▸ SET EXERCISE:
Reproduce verbatim the part of the rows below that opens with the line containing "mark: the white fan, one point per instance" and closes with the final line of the rows, including both of those lines.

▸ INFORMATION SUPPLIED:
-------------------------

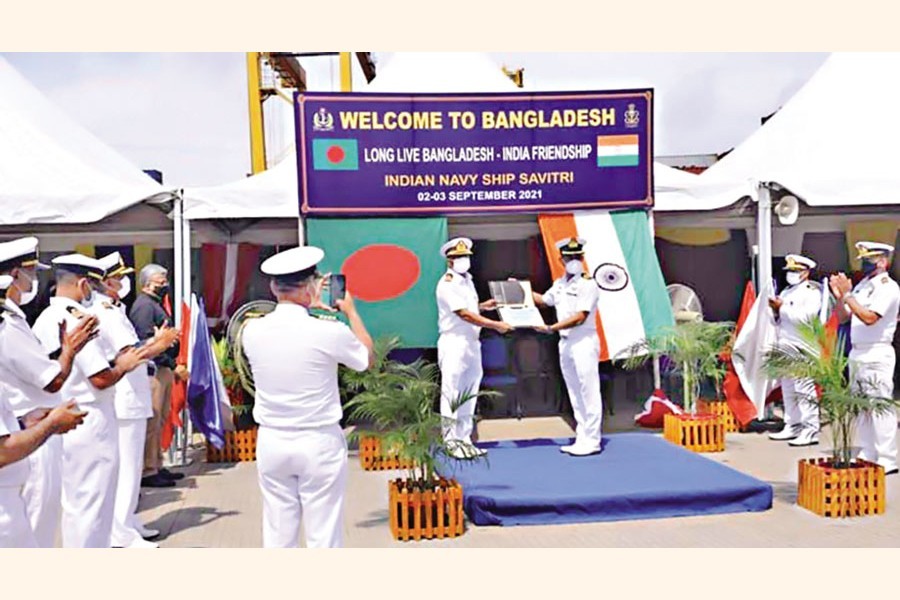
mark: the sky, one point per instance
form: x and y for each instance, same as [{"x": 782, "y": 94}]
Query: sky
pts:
[{"x": 185, "y": 114}]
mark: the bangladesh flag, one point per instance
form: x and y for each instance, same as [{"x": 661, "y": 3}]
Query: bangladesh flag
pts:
[
  {"x": 335, "y": 155},
  {"x": 392, "y": 267}
]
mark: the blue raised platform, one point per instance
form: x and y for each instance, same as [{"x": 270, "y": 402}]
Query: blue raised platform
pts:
[{"x": 637, "y": 476}]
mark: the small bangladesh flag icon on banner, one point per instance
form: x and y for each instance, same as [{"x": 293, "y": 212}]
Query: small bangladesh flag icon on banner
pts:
[
  {"x": 617, "y": 151},
  {"x": 335, "y": 155}
]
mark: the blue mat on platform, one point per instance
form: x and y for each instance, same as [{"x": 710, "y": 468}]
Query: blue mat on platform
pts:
[{"x": 637, "y": 476}]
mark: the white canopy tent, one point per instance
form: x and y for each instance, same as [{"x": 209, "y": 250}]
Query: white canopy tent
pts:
[{"x": 52, "y": 170}]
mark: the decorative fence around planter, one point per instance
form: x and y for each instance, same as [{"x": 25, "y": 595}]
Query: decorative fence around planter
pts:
[
  {"x": 848, "y": 492},
  {"x": 372, "y": 458},
  {"x": 240, "y": 446},
  {"x": 430, "y": 514},
  {"x": 700, "y": 433}
]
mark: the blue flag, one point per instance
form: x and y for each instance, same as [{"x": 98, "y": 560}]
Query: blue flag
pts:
[{"x": 205, "y": 395}]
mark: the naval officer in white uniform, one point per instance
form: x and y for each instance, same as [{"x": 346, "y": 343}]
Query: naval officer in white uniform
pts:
[
  {"x": 133, "y": 396},
  {"x": 575, "y": 295},
  {"x": 459, "y": 349},
  {"x": 797, "y": 304},
  {"x": 872, "y": 307},
  {"x": 91, "y": 453},
  {"x": 35, "y": 379},
  {"x": 301, "y": 453},
  {"x": 19, "y": 439}
]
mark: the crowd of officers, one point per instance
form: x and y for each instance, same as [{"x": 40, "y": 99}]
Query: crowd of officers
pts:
[{"x": 81, "y": 404}]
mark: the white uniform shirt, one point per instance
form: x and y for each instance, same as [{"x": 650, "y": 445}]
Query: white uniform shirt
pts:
[
  {"x": 294, "y": 358},
  {"x": 456, "y": 292},
  {"x": 571, "y": 296},
  {"x": 881, "y": 295},
  {"x": 15, "y": 474},
  {"x": 25, "y": 365},
  {"x": 92, "y": 359},
  {"x": 133, "y": 396},
  {"x": 800, "y": 303}
]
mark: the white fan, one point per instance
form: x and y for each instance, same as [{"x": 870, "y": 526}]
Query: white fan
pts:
[
  {"x": 685, "y": 303},
  {"x": 251, "y": 310}
]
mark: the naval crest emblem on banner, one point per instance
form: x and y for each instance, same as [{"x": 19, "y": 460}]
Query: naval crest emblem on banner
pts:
[
  {"x": 632, "y": 117},
  {"x": 323, "y": 120}
]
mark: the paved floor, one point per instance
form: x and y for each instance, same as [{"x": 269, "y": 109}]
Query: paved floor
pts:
[{"x": 219, "y": 505}]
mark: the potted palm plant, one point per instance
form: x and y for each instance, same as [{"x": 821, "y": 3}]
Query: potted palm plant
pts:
[
  {"x": 839, "y": 485},
  {"x": 423, "y": 504},
  {"x": 373, "y": 381},
  {"x": 240, "y": 444},
  {"x": 695, "y": 348}
]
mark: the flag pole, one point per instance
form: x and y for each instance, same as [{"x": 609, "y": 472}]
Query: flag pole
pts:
[{"x": 187, "y": 426}]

-------------------------

▸ TASK RESULT:
mark: the white fan, one point per instance
form: x and y for each instance, same as [{"x": 870, "y": 526}]
Query: white fan
pts:
[
  {"x": 685, "y": 303},
  {"x": 251, "y": 310}
]
mark: the naval crest emblem on banner, one point per instance
form: x and y for each instance, same as [{"x": 19, "y": 460}]
Query: naval crest emblem on banner
pts:
[
  {"x": 632, "y": 117},
  {"x": 323, "y": 120}
]
mark: the paved floor, one point per instance
form: x and y for each instance, same as [{"x": 269, "y": 109}]
Query: paved floor
pts:
[{"x": 219, "y": 505}]
mark: the potted palm plant, one point per instance
form: x and y for each instance, same as [{"x": 821, "y": 3}]
Query: potted palm plant
pts:
[
  {"x": 839, "y": 485},
  {"x": 423, "y": 504},
  {"x": 373, "y": 381},
  {"x": 240, "y": 444},
  {"x": 695, "y": 348}
]
mark: the flag pole, one point per instance
form: x and y for each instance, same as [{"x": 609, "y": 472}]
Query: flag pole
pts:
[{"x": 187, "y": 426}]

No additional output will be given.